### GIVEN INSTRUCTION
Rewrite every line from the one containing "If you would be willing to tag the colorful" through the end of the records, leaving the requests unchanged. Multiply each point coordinate in the answers by 1.3 and round it to a whole number, rounding halves up.

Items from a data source
= = = = =
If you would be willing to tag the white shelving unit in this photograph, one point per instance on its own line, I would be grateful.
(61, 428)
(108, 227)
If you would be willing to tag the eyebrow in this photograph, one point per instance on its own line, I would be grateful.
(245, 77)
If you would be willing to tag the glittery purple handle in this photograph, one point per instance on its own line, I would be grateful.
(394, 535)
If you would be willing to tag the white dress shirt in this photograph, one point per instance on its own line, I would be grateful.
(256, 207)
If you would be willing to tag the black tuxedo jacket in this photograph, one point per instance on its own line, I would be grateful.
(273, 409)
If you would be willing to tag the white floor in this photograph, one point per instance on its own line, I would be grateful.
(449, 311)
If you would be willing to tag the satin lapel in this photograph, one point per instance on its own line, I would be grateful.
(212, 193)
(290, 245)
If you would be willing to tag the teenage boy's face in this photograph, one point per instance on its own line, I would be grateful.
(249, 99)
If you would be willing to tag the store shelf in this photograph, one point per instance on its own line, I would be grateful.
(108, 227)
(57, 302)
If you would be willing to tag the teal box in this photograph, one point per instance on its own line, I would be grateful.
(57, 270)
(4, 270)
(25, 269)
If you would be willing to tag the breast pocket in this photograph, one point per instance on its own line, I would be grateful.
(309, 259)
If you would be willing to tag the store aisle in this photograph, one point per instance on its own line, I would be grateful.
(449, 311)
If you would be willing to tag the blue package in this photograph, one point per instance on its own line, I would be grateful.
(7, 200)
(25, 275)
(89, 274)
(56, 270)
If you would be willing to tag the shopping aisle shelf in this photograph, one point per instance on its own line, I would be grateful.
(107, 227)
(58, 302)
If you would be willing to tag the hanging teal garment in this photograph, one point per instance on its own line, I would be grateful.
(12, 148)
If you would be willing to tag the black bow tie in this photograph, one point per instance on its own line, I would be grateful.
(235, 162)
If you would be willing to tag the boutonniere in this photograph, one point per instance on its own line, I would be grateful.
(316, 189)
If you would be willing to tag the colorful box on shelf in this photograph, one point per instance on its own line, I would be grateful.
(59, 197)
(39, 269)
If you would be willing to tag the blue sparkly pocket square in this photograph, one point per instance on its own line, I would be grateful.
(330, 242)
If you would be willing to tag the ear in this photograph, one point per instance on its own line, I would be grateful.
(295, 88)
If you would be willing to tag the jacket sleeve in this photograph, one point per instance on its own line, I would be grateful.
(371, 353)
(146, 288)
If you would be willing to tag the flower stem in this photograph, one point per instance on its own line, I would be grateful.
= = = = =
### EXERCISE SOLUTION
If you would be willing to tag the colorful box on shelf in this photograph, one point per instance on its own line, I would be grateful.
(77, 256)
(51, 350)
If you would be willing to tag the blue sparkly pocket square in this photograph, one point per instance on its own line, I would be grateful.
(429, 315)
If you would be willing to tag the ear in this photograph, one point per instance on its own line, I would be grateful.
(384, 114)
If you would be willing to tag the jacket sleeve in this photograph, one point per instance on its own line, I would be grateful.
(482, 459)
(190, 374)
If you would be willing to tag the flower stem in this photograph, one point per instance on its own line, I would be grateful.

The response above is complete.